**OBJECTIVE 1:** Rewrite the paragraph beginning "Quite obviously, as shown by their own official reports" from the excerpt on Bolshevik press suppression in a shorter form, keeping its main facts.

**SOURCE EXCERPT:**
Quite obviously, as shown by their own official reports, Mr. Hard and gentlemen of the New Republic, Mr. Oswald Villard and gentlemen of The Nation, and you, too, Mr. Norman Thomas, who find Mr. Hard’s disingenuous pleading so convincing,[61] the hostility of the Bolsheviki to freedom of the press was manifest from the very beginning of their rule. On the night of November 30th ten important newspapers were suppressed and their offices closed, among them being six Socialist newspapers. Their offense lay in the fact that they urged their readers to stand by the Constituent Assembly. Not only were the papers suppressed and their offices closed, but the best equipped of them all was “requisitioned” for the use of a Bolshevist paper, the Soldatskaia Pravda. The names of the newspapers were: Nasha Rech, Sovremennoie Delo, Utro, Rabochaia Gazeta, Volia Naroda, Trudovoe Slovo, Edinstvo, and Rabotcheie Delo. The suppression of the Rabochaia Gazeta, official organ of the Central Committee of the Social Democratic Party, caused a vigorous protest and the Central Committee of the party decided “to bring to the knowledge of all the members of the party that the central organ of the party, the Rabochaia Gazeta, is closed by the Military Revolutionary Committee. While branding this as an arbitrary act in defiance of the Russian and international proletariat, committed by so-called Socialists on a Social-Democrat paper and the Labor Party, whose organ it is, the Central Committee has decided to call upon the party to organize a movement of protest against this act in order to open the eyes of the labor masses to the character of the régime which governs the country.”

**DATA FOR THIS EXERCISE:**
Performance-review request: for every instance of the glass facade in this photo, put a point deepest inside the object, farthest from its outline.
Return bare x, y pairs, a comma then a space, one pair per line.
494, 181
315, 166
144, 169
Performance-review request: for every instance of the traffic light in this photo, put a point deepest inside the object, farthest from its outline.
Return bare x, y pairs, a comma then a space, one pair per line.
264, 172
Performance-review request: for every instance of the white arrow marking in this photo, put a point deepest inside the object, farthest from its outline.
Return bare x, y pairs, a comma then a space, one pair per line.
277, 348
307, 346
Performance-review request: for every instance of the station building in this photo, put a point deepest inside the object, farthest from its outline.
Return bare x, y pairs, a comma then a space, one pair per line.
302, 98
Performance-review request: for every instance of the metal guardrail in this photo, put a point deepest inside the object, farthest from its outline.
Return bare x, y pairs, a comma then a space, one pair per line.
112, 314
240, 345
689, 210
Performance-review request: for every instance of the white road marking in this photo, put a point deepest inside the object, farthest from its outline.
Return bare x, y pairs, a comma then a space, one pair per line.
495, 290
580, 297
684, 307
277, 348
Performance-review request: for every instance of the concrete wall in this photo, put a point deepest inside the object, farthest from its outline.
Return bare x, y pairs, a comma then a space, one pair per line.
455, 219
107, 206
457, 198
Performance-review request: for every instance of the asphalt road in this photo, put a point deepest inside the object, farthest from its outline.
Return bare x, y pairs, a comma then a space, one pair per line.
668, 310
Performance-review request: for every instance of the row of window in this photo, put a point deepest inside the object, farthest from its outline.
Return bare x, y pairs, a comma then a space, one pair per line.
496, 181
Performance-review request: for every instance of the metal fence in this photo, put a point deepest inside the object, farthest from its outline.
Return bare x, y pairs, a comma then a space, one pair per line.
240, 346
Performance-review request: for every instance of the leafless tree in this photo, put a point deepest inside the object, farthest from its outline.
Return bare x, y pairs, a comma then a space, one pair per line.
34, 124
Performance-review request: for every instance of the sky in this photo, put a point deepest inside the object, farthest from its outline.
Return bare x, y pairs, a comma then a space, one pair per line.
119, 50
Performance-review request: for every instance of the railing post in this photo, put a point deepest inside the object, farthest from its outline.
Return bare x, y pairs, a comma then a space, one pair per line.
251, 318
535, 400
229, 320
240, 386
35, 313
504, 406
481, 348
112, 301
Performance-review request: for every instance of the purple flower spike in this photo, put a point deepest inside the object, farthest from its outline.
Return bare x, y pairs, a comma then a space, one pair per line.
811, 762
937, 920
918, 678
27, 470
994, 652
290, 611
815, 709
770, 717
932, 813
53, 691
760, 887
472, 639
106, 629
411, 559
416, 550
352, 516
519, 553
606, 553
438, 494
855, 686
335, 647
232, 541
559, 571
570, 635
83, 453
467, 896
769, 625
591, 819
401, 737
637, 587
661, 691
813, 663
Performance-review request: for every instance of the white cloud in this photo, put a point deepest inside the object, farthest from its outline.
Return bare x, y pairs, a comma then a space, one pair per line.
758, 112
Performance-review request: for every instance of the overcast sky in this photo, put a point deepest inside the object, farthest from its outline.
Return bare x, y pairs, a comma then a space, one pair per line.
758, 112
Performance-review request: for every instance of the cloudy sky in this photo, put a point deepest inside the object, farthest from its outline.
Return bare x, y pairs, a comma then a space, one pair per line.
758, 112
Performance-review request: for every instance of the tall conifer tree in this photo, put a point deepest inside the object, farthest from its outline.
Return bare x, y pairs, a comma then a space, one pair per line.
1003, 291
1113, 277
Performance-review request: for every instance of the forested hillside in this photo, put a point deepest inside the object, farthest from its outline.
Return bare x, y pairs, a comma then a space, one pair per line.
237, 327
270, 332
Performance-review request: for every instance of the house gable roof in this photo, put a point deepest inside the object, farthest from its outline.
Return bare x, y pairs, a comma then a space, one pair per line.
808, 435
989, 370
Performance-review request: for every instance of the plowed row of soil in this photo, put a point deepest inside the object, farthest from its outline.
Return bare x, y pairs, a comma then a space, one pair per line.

**OBJECTIVE 2:** Echo the records word for word, starting at the line that contains "Performance-review request: for every instance of the forested" and ending at the last line of the records.

**FULL SOLUTION 1:** According to their own official reports, the Bolsheviki were hostile to freedom of the press from the very start of their rule, despite Mr. Hard's pleading, which the New Republic, The Nation, and Norman Thomas found convincing. On the night of November 30th, ten important newspapers, six of them Socialist, were suppressed and their offices closed for urging readers to stand by the Constituent Assembly. The best equipped of them was requisitioned for the Bolshevist paper Soldatskaia Pravda. The Military Revolutionary Committee's closing of the Rabochaia Gazeta, official organ of the Social Democratic Party's Central Committee, drew a vigorous protest. The Central Committee branded the closing an arbitrary act by so-called Socialists and called on the party to organize a protest movement to show the labor masses the character of the régime governing the country.

**FULL SOLUTION 2:**
Performance-review request: for every instance of the forested hillside in this photo, put a point deepest inside the object, farthest from its outline.
Return bare x, y pairs, a comma then a space, one pair per line.
237, 327
270, 332
Performance-review request: for every instance of the house gable roof in this photo, put a point deepest inside the object, farthest from its outline.
Return bare x, y pairs, a comma then a space, one pair per line.
808, 435
989, 370
Performance-review request: for every instance of the plowed row of soil in this photo, put a point deepest inside the object, farthest from its outline.
Return bare x, y pairs, a comma then a space, one pair per line.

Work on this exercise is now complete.